## Text segment
Apparently it even speculates in other macro markets and were short US Long Bonds via TLT ETF into the recent spike 

https://seekingalpha.com/article/4230192-amza-4-reasons-mlp-etf-strong-sell

hahahahahaha, is this *seriously* your pick to demonstrate value investing in investment grade and margin of safety? 

Do you really actually believe the dividend is 0.11/month hahahahahaha


----------



## InsvestoBoy

lollll in this interview with AMZA fund manager:
https://seekingalpha.com/article/4230898-infracap-mlp-etf-interview-jay-hatfield


> Technical analysis is employed primarily for evaluating market and sector risk. For instance, when the overall market breaks below its 200-day moving average, usually risk and volatility rise substantially and the risk of sharp market declines rise. In the future, we expect to use this technical analysis to reduce risk by reducing leverage during these periods.




Wowwww sounds like you should definitely invest your money with this goof.


----------



## ducati916

InsvestoBoy said:


> Wow that is pretty hilarious you picked AMZA as "investment grade" with a "margin of safety".
> 
> Did you actually do *any* due diligence on this ticker at all?

## A block of data
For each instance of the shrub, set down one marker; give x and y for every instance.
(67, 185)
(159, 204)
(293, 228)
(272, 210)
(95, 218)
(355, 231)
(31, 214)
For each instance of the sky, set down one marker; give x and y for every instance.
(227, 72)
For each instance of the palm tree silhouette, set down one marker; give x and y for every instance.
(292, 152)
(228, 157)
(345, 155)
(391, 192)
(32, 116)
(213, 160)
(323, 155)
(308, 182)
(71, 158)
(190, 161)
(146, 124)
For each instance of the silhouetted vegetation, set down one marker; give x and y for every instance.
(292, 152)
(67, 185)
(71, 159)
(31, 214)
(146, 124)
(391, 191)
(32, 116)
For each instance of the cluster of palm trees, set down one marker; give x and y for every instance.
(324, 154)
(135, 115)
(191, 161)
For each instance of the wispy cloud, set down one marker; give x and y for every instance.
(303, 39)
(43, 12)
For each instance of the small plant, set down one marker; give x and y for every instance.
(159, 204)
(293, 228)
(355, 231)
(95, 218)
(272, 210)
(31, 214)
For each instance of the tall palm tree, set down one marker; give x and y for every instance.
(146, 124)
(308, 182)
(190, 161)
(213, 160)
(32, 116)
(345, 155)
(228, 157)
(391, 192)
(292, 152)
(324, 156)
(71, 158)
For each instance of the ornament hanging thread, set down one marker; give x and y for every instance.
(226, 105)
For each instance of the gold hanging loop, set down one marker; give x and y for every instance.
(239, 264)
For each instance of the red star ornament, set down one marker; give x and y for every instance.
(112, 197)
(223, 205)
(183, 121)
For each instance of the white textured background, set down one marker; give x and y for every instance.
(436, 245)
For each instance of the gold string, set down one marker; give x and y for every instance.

## Exercise tasks
**1)** Translate this sentence from the forum thread about the AMZA fund into Spanish: "Technical analysis is employed primarily for evaluating market and sector risk."
**2)** Take the forum thread about the AMZA fund further, picking up after its final line.

## Response list
**1)** El análisis técnico se emplea principalmente para evaluar el riesgo del mercado y del sector.

**2)**
> 
> Two seconds of googling shows this is not a normal ETF but rather a speculative vehicle for the fund managers who apparently suck at their job:
> - They employ a covered call strategy and have underperformed the benchmark when they should've outperformed. (As an aside, hilarious that you want to run options on a fund already running options).
> - They overweighted an extremely overvalued underlying holding, showing the fund managers can't even employ their own value investing hahah.
> - They speculate in energy markets vias USO and UNG ETFs and they suck at it. They were short USO as it moved higher, and as of Nov 3 they were holding a pretty large short in UNG right before UNG rose 46%.
> 
> https://seekingalpha.com/article/4217857-problem-infracap-mlp-fund
> 
> Apparently it even speculates in other macro markets and were short US Long Bonds via TLT ETF into the recent spike
> 
> https://seekingalpha.com/article/4230192-amza-4-reasons-mlp-etf-strong-sell
> 
> hahahahahaha, is this *seriously* your pick to demonstrate value investing in investment grade and margin of safety?
> 
> Do you really actually believe the dividend is 0.11/month hahahahahaha





There are issues with this, accepted.

However, some of the variables that you see as a negative, I have specific reasons for wanting, viz volatility.

The biggest risk are the various strategies employed by the Fund Managers. They are employing derivatives, which increase the volatility, as some pay off, and some don't. This is a mixture of skill and luck. I need them to be at about 50/50. If they can get to that 50/50 mark, this will jump up and down, which is exactly what I'm looking for. I have no illusions that this is going straight up.

Dividends are always at risk of underperformance. Could it be cut/reduced....of course. Until it is however, it is good to have.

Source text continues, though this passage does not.